■ **Text passage**:
Lisa Duffy appeals the property provisions of the dissolution decree and
the denial of her motion for new trial. She claims the trial court erred in dividing
the property, awarding attorney fees, and determining the amount of spousal
support. We affirm the district court’s property division and award of attorney
fees, but we modify the equalization payment from $69,817.30 to $74,439.83.
We affirm the trial court’s denial of Lisa’s motion for new trial.
I. Background Facts and Proceedings.
Lisa and Michael Duffy were married in 1992. At the time of trial, Lisa was
forty-five and Michael was forty-six years old. Four children were born of the
marriage, but the children reached the age of eighteen before the time of trial.

■ **Study questions**:
1. Answer these about the court opinion on the Duffy dissolution appeal:
(a) To what amount did the court modify the equalization payment?
(b) In what year were Lisa and Michael Duffy married?
(c) How old was Michael at the time of trial?
2. Could you carry on the court opinion on the Duffy dissolution appeal, starting after its last sentence?
The items after this have nothing to do with the court opinion.

■ **Provided information**:

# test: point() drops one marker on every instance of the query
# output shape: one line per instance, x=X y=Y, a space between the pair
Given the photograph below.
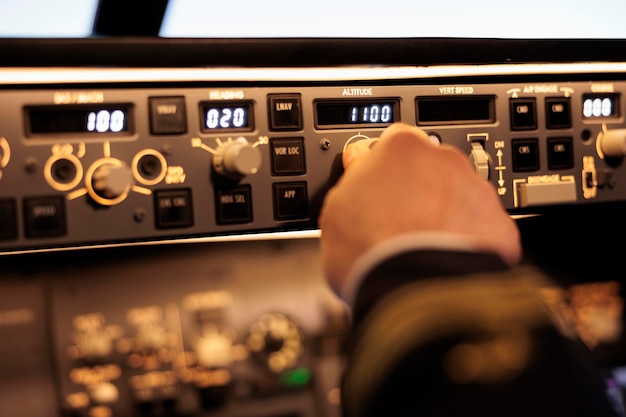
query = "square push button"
x=523 y=113
x=560 y=153
x=291 y=201
x=8 y=219
x=173 y=208
x=44 y=217
x=287 y=156
x=558 y=115
x=525 y=155
x=167 y=115
x=284 y=111
x=234 y=205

■ **Answers to the tasks**:
1.
(a) $74,439.83
(b) 1992
(c) Forty-six

2.
Michael earned a bachelor’s degree. After college, Michael worked
multiple jobs to support the family. Eventually, Michael and Lisa purchased
Match Play Tennis Centers (Match Play) for five dollars. At the time of trial,
Michael was a fifty percent owner1 in Match Play, where he also worked full-time
and received a salary of $85,819.76. He also received a management fee of
$32,500. Michael’s income was based on a management agreement between
Match Play and Rockwell Collins, which requires Match Play to furnish recreation
services to Rockwell’s employees. Michael also entered into a buy-sell
agreement with the other Match Play owner in which each owner agreed to a
buyout price of $86.67 per share. It is unclear how the owners came up with the
valuation. Match Play has no other management or service agreements.
1
An unrelated individual owns the remaining fifty percentof Match Play.
3
Lisa also earned her bachelor’s degree. The parties both decided that
Lisa would care for the house and children. Beginning in1998, Lisa worked for
United Parcel Service (UPS) for approximately five years. She also worked at
Coe College for approximately three months in 2007. Lisa was not employed at
the time of trial.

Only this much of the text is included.